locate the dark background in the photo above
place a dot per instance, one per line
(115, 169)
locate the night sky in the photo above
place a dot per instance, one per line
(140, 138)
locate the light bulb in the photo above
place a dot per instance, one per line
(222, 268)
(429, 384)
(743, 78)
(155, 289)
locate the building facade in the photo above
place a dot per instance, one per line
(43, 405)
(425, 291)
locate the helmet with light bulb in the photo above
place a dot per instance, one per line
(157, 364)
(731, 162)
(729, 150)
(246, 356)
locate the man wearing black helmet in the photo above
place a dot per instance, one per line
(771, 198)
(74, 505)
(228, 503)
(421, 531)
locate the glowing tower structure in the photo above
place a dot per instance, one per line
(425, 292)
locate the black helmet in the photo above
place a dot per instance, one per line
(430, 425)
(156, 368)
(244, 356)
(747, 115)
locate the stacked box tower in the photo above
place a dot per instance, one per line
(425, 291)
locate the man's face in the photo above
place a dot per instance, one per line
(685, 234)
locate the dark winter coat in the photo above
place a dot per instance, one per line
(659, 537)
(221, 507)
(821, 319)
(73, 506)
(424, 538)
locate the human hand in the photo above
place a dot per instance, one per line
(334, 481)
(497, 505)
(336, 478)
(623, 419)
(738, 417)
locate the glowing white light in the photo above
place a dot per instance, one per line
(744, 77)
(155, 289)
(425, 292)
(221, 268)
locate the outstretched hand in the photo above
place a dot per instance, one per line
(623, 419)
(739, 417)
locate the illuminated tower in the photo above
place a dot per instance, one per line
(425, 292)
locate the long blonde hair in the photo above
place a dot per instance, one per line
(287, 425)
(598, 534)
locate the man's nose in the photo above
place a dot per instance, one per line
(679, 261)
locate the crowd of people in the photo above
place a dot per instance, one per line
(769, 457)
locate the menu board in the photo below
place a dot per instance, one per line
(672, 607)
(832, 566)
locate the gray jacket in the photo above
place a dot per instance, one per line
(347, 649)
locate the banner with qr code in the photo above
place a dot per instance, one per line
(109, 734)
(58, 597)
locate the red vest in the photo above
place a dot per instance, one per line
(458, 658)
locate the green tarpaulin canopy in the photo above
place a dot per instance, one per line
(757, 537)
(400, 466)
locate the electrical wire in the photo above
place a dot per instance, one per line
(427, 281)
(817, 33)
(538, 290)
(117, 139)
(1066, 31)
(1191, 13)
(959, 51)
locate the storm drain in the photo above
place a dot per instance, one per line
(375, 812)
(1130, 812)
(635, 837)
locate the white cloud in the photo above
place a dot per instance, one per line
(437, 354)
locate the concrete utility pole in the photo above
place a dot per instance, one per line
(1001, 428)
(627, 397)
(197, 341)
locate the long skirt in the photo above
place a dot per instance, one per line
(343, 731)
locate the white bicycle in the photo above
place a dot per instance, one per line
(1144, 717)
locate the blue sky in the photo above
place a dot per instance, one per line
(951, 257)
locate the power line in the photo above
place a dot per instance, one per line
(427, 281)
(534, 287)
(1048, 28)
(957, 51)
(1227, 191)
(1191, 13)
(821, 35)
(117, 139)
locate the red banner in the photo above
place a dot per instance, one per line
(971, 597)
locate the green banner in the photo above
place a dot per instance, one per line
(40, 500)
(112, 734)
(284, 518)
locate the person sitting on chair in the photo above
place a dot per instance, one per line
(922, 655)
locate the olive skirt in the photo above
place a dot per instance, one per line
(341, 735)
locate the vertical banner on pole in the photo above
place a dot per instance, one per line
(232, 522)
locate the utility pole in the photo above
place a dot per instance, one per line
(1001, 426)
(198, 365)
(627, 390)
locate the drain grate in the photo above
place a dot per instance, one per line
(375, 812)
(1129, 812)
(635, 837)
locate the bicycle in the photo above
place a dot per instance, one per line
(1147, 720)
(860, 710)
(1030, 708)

____________________

- _TASK_
In the data above, which lines include "tower"? Return those lines.

- _ANSWER AREA_
locate the glowing tower structure in the photo above
locate the stacked box tower in the photo above
locate the illuminated tower in the photo above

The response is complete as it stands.